(Image point annotation entries)
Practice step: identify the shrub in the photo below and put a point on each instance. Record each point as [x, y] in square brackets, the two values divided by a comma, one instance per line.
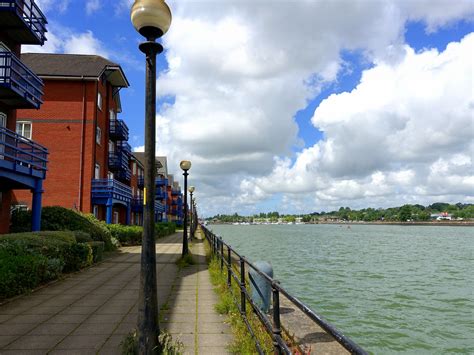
[82, 237]
[97, 250]
[20, 272]
[58, 218]
[126, 235]
[78, 256]
[53, 245]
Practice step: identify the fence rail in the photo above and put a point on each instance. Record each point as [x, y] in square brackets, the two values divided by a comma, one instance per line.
[227, 257]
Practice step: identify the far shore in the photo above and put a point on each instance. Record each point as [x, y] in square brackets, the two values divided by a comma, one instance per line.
[424, 223]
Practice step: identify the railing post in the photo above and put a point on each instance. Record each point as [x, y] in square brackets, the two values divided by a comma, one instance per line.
[242, 287]
[276, 319]
[222, 252]
[229, 266]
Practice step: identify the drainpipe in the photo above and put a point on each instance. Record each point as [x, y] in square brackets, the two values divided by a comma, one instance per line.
[81, 162]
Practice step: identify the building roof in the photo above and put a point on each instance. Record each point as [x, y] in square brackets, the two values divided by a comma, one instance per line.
[75, 66]
[161, 163]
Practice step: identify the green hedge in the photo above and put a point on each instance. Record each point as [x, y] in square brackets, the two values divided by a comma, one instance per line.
[59, 219]
[29, 259]
[126, 235]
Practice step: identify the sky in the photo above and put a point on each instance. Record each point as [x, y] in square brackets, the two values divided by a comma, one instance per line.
[298, 106]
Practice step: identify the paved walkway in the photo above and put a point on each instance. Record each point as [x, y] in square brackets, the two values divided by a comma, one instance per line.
[92, 311]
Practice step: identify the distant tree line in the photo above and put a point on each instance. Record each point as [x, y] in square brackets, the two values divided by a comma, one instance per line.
[403, 213]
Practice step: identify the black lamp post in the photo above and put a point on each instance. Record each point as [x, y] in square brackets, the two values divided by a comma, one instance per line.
[191, 190]
[185, 166]
[152, 19]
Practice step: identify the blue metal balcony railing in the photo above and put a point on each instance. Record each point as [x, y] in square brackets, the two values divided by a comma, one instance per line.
[19, 86]
[23, 20]
[118, 130]
[124, 174]
[118, 161]
[141, 182]
[111, 188]
[161, 182]
[161, 195]
[20, 154]
[137, 205]
[124, 147]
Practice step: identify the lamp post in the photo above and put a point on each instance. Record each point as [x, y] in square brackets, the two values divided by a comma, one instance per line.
[191, 190]
[185, 166]
[152, 19]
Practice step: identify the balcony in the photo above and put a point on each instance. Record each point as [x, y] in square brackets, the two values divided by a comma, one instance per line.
[23, 21]
[124, 174]
[22, 161]
[19, 86]
[141, 182]
[161, 195]
[161, 182]
[137, 206]
[118, 130]
[110, 191]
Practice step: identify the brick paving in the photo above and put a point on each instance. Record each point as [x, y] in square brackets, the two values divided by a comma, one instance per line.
[92, 311]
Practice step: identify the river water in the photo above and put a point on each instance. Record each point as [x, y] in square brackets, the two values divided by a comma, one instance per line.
[392, 289]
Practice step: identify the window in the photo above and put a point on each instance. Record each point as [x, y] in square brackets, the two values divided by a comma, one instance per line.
[98, 135]
[97, 171]
[3, 123]
[99, 100]
[24, 128]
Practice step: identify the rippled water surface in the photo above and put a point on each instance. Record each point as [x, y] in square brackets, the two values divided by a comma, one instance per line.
[392, 289]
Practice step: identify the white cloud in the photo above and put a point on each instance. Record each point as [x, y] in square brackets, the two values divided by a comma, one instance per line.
[240, 72]
[92, 6]
[63, 40]
[405, 133]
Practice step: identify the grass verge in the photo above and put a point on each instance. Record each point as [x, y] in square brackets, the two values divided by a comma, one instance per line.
[243, 341]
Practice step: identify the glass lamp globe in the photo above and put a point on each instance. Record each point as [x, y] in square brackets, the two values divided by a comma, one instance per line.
[185, 165]
[151, 17]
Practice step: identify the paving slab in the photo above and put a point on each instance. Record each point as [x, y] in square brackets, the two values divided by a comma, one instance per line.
[92, 311]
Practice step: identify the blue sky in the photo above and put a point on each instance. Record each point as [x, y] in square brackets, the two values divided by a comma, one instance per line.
[256, 112]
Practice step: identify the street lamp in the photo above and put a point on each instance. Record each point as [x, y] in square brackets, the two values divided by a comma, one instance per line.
[185, 166]
[152, 19]
[191, 190]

**Given exercise**
Using the material above, set down every line exactly, but skip the pictures.

**Response**
Practice step: identify the shrub in the photo below and put a point on each instance. Record each point as [x, y] in square brackets, the two values divided by a comma, one instance per line.
[82, 237]
[97, 250]
[20, 272]
[58, 218]
[126, 235]
[78, 256]
[53, 245]
Practice step: identify the fence rail in the photo above and put a point on each instance. Record each point as [x, y] in square brackets, the two values divided by a comma, one instance per line.
[227, 257]
Practice step: identify the far shore in the photo above and put a point on each instance. Record each point as [x, y] in square brackets, the two values divided by a comma, one instance per line.
[424, 223]
Practice step: identify the railing post in the photo above and put a point on each instance. Record each point as [x, y] in square brackets, the two values divided by a comma, one instance per line.
[242, 287]
[276, 319]
[222, 252]
[229, 266]
Practice step: identify the drainpipe in the photo above and put a point on each instance. Record each point as [x, y] in square brackets, the two values divided by a comma, one instance per line.
[81, 162]
Practice step: identify the building roof in the photo above and put a point on each instance. Record each point as [x, y] in square brackets, the two values divided by a comma, one instance per line.
[75, 66]
[161, 163]
Practice step: identify the green hedge in the photo above and put a point on each instance. Record each point as [x, y] in square brackets, the two values divided by a comma, one instance per line.
[59, 219]
[29, 259]
[126, 235]
Practice step: identify the sky in the photo above and put a point on each instance. Record each point as [x, y] in square brackets, the two values divided by a comma, one instance per line.
[298, 106]
Practice step: identify the paved walkway in the photo above and put a point on each instance. Record each point as [x, y] in square brackets, the two values divided by a comma, one instance per line.
[92, 311]
Practice step: identify the distant tree line in the photo above and put a point on each instance. Record each point as [x, y] in square brackets, the two values divided by a comma, one instance per line.
[403, 213]
Practice step: identify the black lamp post in the photo above and put a point on each instance. Record each point as [x, y] in square brackets, the two values divided by a comma, one instance per line.
[191, 190]
[185, 166]
[152, 19]
Practice step: identify the blue metal balcony railing in the photo above and put a point on each instance. Record each point as [x, y] in square brackets, the two values divided by a comma, one instance per line.
[19, 86]
[23, 20]
[118, 130]
[124, 174]
[118, 161]
[141, 182]
[111, 188]
[161, 182]
[161, 195]
[20, 154]
[137, 205]
[124, 147]
Practice step: identify the lamp post in the photo above and put a point on each instance. Record each point as [x, y] in square brackets, the two values divided by a comma, one instance per line.
[191, 190]
[185, 166]
[152, 19]
Practice step: identify the balcony in the photo above and put a point on each instance. Record each point as [x, y] in square brackets, the two values divided by a comma, one instance per line.
[23, 21]
[124, 174]
[22, 161]
[19, 86]
[141, 182]
[161, 195]
[161, 182]
[137, 206]
[118, 130]
[110, 191]
Practice step: identify the brick paving in the photo above and put a point on each instance. Record each point as [x, y] in square brackets, the two values divided by a comma, one instance per line.
[92, 311]
Practice step: identify the river water in the photo above and put a point on each instance. Record each point as [x, y] in square brackets, the two values divided by a comma, one instance per line.
[392, 289]
Practice step: identify the window in the photo above and put a point on each instance. Record each point as [x, y] in square brackets, the two values divided by a comma, one instance per line.
[98, 135]
[97, 171]
[3, 123]
[99, 100]
[24, 128]
Practice step: identify the rippled water surface in the photo above and put a point on each instance. Record each point as [x, y] in square brackets, the two values divided by a comma, one instance per line.
[392, 289]
Practice step: identify the white cloud in the photo above and put a point on each instance. Record each point as [x, y] in square brackets, the two values divided by a comma, one instance per line.
[240, 72]
[92, 6]
[63, 40]
[405, 133]
Practice step: identify the grass verge in the photo above and put a point on each instance. Record each point as [x, y] in square brackets, the two values divided by a comma, one instance per line.
[243, 341]
Practice step: identify the glass lamp globe in the photo above and put a point on each instance. Record each point as [x, y] in square brackets, the two values divided by a comma, one instance per line.
[185, 165]
[151, 17]
Practice step: identify the paving slab in the photo above and put a point on each instance. Record each point as [x, y] in square brackets, the two values divided by a comma, one instance per line.
[92, 311]
Practice step: identify the blue sky in the photo above and put a point on each instance. Record each point as [x, y] in square brackets, the two values divided by a comma, one instance per line.
[256, 112]
Practice step: identify the street lamp in the photo above and put a point on each instance. Record each point as [x, y] in square brackets, the two values divided by a comma, one instance per line.
[185, 166]
[152, 19]
[191, 190]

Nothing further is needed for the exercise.